__Задания__
1. Какую роль интервьюируемый взял на себя в «Приключениях Кроша», согласно отрывку из интервью о кино?
2. Воспроизведите часть отрывка из интервью о кино, которая открывается словами, содержащими «И я никогда», и завершается словами «почти как фашисты.».
3. Напишите продолжение отрывка из интервью о кино, начиная сразу после его последнего предложения.

__Отрывок из документа__
************
И никогда у меня не было ни желания, ни времени различать моих друзей и коллег по национальному признаку: Кеосаян – армянин, Тодоровский – еврей, Ибрагимбеков – азербайджанец, Квирикадзе – грузин, Янковский – русский.

Но я, как говорится, ценю их не только за это… (I, 72)

НАЧАЛО

(1969)

Интервьюер: Как Вы впервые начали сниматься?

Это произошло совершенно случайно.

Я дружил с Томашевским, приемным сыном Оганесяна. Он кончал десятый класс. Я учился в девятом. Коля Томашевский решил поработать в группе «Приключения Кроша». Попробовал себя в главной роли. Я взялся за роль Вадима.

Опыт «Кроша» помог мне в работе над ролью Коли в фильме «Я шагаю по Москве». Снимался я в этом фильме в горячее время в прямом и переносном смысле. Летом прошлого года я сдавал вступительные экзамены в театральное училище и был занят на съемках. Свалились они на меня неожиданно. Работа над фильмом шла очень быстро. Я моментально втянулся в нее и целыми днями пропадал на съемочных площадках. Было страшно интересно. Над ролью Коли мне пришлось порядком покорпеть.

Но в том, что роль, говорят, получилась, все-таки не столько моя заслуга, сколько режиссера Данелия… (I, 2)

НАЧАЛЬНИК

(1998)

Интервьюер: Если честно, зачем Вам пост «начальника кино»?

По романтическому убеждению, что я могу помочь.

У меня есть команда, программа и цель.

И я никогда бы не пошел на это место, если бы была альтернативная программа лучше нашей и люди, которые могли бы ее осуществить. (I, 69)

«НАШИ»

(2002)

«Наши»!

Это очень важное слово – «наши».

Оно несколько дискредитировано было скандальными передачами Невзорова. «Наши» для демократической общественности стали выглядеть почти как фашисты.

Но это неверно, неправильно!
************
__Исходные данные__
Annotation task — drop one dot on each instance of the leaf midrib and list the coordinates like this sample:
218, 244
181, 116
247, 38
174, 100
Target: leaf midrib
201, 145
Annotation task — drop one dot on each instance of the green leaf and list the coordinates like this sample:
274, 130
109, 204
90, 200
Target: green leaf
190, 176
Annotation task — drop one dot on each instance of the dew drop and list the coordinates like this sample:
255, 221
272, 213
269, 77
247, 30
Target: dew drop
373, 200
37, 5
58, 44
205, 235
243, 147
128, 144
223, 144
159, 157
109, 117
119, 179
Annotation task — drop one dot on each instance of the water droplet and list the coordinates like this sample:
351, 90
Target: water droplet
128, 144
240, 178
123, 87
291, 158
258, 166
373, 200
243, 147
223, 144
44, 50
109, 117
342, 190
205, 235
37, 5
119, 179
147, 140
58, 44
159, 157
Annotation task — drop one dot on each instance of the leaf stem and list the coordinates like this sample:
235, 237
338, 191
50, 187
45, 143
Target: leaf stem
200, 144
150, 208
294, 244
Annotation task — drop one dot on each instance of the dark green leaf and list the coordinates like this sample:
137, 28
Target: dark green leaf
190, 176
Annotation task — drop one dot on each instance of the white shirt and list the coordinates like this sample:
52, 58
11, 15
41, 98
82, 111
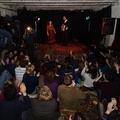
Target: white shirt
19, 72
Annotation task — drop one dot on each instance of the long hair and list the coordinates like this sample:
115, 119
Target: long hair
50, 75
30, 69
44, 94
92, 71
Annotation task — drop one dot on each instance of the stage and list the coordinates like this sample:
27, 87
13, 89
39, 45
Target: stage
57, 49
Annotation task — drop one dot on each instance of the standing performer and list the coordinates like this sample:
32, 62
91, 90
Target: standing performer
51, 32
29, 36
65, 31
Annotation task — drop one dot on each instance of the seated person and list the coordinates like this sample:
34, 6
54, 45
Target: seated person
69, 96
112, 112
110, 88
43, 106
30, 79
11, 107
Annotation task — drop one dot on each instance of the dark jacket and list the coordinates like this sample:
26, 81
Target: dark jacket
12, 110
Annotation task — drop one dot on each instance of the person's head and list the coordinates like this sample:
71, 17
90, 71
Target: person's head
67, 80
110, 75
23, 63
50, 22
9, 82
78, 116
92, 71
44, 93
30, 69
10, 92
50, 75
64, 18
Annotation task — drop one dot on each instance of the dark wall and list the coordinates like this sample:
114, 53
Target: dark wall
82, 30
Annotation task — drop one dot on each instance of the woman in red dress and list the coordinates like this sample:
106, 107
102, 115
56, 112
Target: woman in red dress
51, 32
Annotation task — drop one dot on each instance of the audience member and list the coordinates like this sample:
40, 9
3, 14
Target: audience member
11, 107
43, 107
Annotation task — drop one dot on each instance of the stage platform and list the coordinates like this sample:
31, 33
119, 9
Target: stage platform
************
__Ответы к заданиям__
1. Роль Вадима.

2.
И я никогда бы не пошел на это место, если бы была альтернативная программа лучше нашей и люди, которые могли бы ее осуществить. (I, 69)

«НАШИ»

(2002)

«Наши»!

Это очень важное слово – «наши».

Оно несколько дискредитировано было скандальными передачами Невзорова. «Наши» для демократической общественности стали выглядеть почти как фашисты.

3.
Когда мы смотрели хоккей и говорили: «наши» играют, «наши» выигрывают, или «сегодня наши играют»; «наши» победили, «наши» проиграли…

А кто такие эти «наши»? Чем они объединяются? Только ли паспортом они объединяются?

Я думаю, что нет!

Их объединяет – единая история, единая культура, единая традиция, единый менталитет, который, в свою очередь, включает в себя огромное количество, я бы сказал, калейдоскопической перламутренности: когда, с одной стороны, это калейдоскоп разноцветный, а с другой стороны – это разные оттенки белого цвета, зеленого, синего и так далее…

Мы все играли в детстве в «казаков и разбойников». И конечно же, казаки были «хорошие», а разбойники «плохие». Важно было кого-то догнать, пленить, схватить. Мы играли в партизан, мы играли «в войну»… Вспомните, какой была тогда эта война – «наши и немцы»…

В какую «войну» играют сейчас ребята?..

При такой подаче этой проблемы, которую мы наблюдаем в средствах массовой информации, доброго, естественного отношения к тому, что называется «наши», там нет.

Нет! И в этом вся проблема! (IX, 1)

НЕДОБРОЖЕЛАТЕЛИ

(2004)

Вы понимаете, когда читаешь про то, как мне отказали от дома Путина, поскольку Путин наконец понял, что я делал из него массовку, или что моя цель – разорить Союз кинематографистов долгами, то у меня, к сожалению, создается ощущение (другого объяснения попросту нет), что все это говорят и пишут очень порочные люди, которые предполагают, как бы они поступили на моем месте. И боясь, что именно так я и поступаю, они все время предупреждают окружающих, чего надо опасаться.

Но это только их помыслы!

У кого и когда я что-нибудь взял? Кого я обманул? Какой власти я добился, став председателем того же Союза? Когда было, чтобы я говорил одно, а делал другое?

Никто ведь не утруждается фактами. Мне рассказывал приятель, что при нем зашел разговор обо мне, и вдруг некие люди стали осуждать меня с яростью и «знанием дела». Приятель спросил: «А вы знакомы с Михалковым?» – «Нет. Но мне все поведала одна знакомая секретарша…»

Все эти сплетни – результат словоблудия и тусовочного безделья… Раньше меня это обижало, оскорбляло, раздражало. Мне хотелось схватить за грудки того, кто говорит и пишет про меня гадости. Хотелось заорать: «Да вы что, офигели? Вы что несете? Ну спросите у меня! Ну найдите хоть что-нибудь!» Вы присылаете мне четыре проверки КРУ, потому что не можете понять, как можно ничего не украсть, а целиком вложить большие деньги в съемки. Вы присылаете КРУ – и ничего не находите. Понимаю, это очень обидно! Когда уверен, что есть что искать, а выясняется – нечего. Как не обидеться. Ведь не хочется верить в то, что кто-то честнее и чище, чем ты сам.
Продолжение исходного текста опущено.